Only those lines running from the line that contains "pixel 31 351" through the end of the material are to be written out, each exactly as shown.

## Stored data
****************************************
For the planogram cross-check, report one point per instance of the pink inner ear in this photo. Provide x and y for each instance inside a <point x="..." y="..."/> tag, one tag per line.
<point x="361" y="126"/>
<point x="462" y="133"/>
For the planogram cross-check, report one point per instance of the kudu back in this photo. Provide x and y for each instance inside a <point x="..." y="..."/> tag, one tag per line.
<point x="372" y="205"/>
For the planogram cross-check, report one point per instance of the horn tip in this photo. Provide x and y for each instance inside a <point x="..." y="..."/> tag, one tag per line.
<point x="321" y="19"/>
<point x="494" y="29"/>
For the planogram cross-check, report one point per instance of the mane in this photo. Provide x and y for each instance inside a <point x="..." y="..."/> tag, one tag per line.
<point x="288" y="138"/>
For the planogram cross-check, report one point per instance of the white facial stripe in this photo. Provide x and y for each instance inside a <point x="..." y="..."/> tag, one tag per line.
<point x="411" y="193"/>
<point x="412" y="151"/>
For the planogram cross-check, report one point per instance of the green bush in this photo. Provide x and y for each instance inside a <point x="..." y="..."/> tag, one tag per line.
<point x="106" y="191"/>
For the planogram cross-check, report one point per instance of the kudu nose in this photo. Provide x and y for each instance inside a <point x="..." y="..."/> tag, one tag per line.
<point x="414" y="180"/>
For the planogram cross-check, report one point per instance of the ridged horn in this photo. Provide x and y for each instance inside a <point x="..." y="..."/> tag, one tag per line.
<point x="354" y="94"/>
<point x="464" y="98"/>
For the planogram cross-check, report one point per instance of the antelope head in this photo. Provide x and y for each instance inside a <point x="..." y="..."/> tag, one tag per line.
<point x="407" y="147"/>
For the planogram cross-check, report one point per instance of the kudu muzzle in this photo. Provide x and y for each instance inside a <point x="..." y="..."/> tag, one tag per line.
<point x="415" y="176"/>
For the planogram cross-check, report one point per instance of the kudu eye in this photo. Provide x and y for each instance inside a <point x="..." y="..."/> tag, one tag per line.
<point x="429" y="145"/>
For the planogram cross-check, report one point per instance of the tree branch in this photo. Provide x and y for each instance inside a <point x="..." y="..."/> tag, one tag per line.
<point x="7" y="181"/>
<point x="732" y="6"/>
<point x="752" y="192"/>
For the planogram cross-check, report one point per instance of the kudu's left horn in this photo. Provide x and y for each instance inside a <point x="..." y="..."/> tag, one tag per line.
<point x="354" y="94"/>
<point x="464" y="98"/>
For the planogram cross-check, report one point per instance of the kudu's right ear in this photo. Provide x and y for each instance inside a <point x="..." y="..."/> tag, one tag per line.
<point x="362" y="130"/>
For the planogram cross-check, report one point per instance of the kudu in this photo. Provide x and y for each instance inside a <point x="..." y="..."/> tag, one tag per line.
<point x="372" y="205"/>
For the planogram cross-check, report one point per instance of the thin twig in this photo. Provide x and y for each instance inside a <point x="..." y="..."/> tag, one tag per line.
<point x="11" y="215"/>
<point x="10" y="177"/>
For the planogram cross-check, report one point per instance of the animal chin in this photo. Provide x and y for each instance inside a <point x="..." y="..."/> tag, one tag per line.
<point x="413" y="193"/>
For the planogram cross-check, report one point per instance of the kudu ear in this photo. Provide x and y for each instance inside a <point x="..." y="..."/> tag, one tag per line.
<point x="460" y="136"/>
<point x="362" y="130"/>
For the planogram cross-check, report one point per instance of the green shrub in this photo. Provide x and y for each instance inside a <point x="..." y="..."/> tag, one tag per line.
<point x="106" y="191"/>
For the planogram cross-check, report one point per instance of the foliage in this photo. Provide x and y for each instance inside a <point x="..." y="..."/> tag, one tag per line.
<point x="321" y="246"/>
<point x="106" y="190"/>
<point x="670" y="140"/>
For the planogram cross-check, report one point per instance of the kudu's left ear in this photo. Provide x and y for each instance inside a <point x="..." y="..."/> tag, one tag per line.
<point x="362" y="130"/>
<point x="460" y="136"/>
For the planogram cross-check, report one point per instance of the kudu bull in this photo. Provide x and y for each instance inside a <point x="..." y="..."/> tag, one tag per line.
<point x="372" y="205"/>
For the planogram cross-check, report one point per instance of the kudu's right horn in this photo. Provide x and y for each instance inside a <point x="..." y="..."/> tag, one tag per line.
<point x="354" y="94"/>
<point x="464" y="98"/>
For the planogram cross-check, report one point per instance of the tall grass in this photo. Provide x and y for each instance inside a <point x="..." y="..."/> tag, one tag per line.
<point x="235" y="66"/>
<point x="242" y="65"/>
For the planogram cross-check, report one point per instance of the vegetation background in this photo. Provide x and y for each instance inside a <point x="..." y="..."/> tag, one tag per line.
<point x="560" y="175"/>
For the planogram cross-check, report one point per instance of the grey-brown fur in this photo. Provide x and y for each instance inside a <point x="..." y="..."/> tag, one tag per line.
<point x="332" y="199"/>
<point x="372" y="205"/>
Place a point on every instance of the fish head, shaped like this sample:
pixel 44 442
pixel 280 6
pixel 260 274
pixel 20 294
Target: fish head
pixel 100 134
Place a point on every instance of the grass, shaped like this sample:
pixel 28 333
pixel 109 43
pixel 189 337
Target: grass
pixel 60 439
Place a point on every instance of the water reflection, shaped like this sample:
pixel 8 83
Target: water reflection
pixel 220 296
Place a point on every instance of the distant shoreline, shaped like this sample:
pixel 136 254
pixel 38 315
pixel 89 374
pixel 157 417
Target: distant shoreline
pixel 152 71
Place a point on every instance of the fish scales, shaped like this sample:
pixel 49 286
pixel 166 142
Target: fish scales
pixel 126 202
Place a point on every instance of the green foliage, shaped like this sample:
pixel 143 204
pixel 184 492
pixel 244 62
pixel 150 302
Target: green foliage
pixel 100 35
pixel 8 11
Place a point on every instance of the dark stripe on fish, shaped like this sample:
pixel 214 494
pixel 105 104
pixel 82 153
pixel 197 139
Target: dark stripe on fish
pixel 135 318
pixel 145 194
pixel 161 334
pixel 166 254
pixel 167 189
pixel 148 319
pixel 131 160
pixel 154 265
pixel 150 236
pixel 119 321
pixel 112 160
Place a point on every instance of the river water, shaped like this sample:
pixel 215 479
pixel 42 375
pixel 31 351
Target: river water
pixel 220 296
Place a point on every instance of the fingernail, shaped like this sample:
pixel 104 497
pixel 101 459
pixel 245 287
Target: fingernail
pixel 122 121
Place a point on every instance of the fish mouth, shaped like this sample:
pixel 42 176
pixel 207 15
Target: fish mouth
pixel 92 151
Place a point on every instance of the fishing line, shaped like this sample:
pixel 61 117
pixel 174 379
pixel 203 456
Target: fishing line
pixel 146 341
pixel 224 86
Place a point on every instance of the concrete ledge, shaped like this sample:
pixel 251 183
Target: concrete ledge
****************************************
## Solution for this exercise
pixel 31 351
Target: river water
pixel 220 296
Place a point on every instance of the fingernail, shaped like this sample:
pixel 104 497
pixel 101 459
pixel 245 287
Target: fingernail
pixel 122 121
Place a point on every instance of the fish mouth, shaped like this sample:
pixel 42 176
pixel 207 15
Target: fish mouth
pixel 92 151
Place a point on every instance of the fishing line, shaped like this sample:
pixel 61 117
pixel 174 379
pixel 203 456
Target: fishing line
pixel 146 341
pixel 224 86
Place a point on every instance of the concrete ledge, shaped like this sample:
pixel 251 183
Target: concrete ledge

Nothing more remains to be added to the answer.